**EXERCISE GOAL**
Render the material as a numbered list, leaving out blank lines, covering everything from the line containing "point: the blurred building in this photo" down to the line containing "point: the girl's ear in this photo", both included.

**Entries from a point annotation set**

>> Start

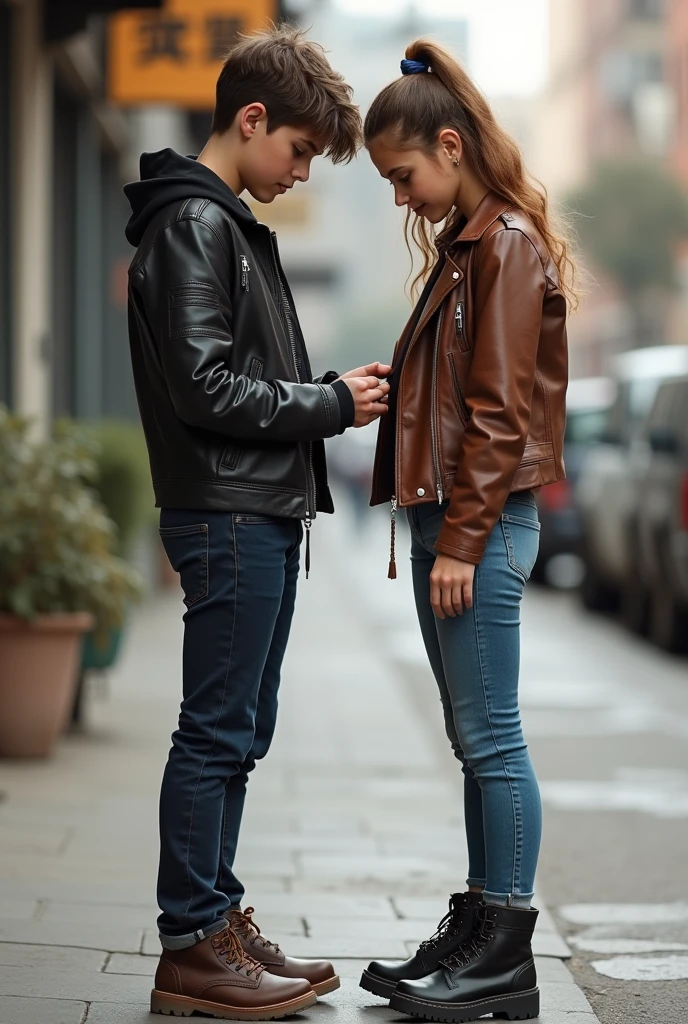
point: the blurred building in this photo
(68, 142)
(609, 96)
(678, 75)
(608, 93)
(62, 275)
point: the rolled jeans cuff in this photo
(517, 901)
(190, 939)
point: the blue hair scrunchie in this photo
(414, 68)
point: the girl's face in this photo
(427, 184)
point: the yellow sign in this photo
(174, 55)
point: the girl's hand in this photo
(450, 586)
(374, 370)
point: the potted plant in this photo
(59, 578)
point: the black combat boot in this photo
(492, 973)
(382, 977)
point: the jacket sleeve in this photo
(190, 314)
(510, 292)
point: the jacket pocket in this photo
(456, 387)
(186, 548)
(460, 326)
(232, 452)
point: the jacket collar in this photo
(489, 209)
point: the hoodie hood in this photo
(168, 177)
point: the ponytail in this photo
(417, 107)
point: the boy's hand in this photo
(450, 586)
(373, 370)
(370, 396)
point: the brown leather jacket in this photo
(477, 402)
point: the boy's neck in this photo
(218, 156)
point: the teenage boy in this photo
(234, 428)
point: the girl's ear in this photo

>> End
>> Start

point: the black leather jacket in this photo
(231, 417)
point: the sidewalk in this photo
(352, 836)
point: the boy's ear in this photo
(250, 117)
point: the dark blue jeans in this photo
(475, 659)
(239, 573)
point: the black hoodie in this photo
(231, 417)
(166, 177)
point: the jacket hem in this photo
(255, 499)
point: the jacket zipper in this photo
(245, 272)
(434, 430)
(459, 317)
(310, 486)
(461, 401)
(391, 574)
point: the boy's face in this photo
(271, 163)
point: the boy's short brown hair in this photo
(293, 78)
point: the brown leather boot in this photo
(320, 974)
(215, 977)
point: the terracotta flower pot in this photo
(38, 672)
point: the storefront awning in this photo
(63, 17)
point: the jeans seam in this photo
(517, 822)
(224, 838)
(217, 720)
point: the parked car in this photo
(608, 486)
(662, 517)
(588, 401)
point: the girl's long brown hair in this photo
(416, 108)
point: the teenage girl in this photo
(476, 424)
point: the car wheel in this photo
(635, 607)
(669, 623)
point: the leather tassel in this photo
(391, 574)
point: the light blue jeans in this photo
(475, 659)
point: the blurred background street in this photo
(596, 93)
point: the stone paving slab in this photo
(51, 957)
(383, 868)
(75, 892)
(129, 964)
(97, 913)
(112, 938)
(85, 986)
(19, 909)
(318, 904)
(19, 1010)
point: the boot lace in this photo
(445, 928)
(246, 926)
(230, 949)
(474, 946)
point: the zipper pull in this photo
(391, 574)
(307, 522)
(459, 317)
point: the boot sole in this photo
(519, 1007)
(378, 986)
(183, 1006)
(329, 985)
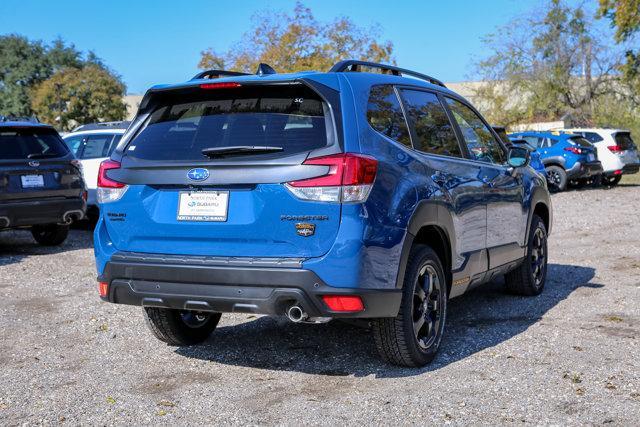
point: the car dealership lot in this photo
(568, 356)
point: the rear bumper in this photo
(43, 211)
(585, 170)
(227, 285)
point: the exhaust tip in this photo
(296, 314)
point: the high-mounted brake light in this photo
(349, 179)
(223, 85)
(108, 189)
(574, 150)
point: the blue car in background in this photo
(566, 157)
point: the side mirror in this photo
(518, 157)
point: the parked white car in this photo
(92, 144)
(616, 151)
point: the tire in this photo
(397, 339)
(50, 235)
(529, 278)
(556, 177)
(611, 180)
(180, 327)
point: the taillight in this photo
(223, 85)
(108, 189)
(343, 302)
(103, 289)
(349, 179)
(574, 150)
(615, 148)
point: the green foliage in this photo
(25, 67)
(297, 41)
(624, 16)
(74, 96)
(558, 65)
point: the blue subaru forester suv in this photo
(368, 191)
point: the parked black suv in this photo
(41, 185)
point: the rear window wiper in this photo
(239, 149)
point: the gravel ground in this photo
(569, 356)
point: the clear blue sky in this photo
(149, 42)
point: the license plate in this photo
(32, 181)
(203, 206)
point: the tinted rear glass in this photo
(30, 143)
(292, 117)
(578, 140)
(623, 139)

>> End

**FULL ANSWER**
1. point: the blurred building in this photo
2. (68, 142)
3. (609, 96)
4. (678, 75)
5. (608, 93)
6. (62, 275)
7. point: the rolled jeans cuff in this photo
8. (517, 901)
9. (190, 939)
10. point: the blue hair scrunchie in this photo
11. (414, 68)
12. point: the girl's face in this photo
13. (427, 184)
14. point: the yellow sign in this photo
15. (174, 55)
16. point: the girl's hand in this photo
17. (450, 586)
18. (374, 370)
19. point: the potted plant in this photo
20. (59, 578)
21. point: the black combat boot in this photo
22. (492, 973)
23. (382, 977)
24. point: the jacket sleeve in this photo
25. (190, 314)
26. (510, 292)
27. point: the jacket pocket in this photo
28. (456, 387)
29. (186, 548)
30. (460, 326)
31. (232, 452)
32. point: the jacket collar in this photo
33. (489, 209)
34. point: the hoodie hood in this photo
35. (168, 177)
36. point: the ponytail in this photo
37. (417, 107)
38. point: the boy's hand in this photo
39. (450, 586)
40. (373, 370)
41. (370, 396)
42. point: the brown leather jacket in this photo
43. (477, 402)
44. point: the boy's neck in this photo
45. (218, 156)
46. point: the teenage boy in this photo
47. (234, 428)
48. point: the girl's ear in this photo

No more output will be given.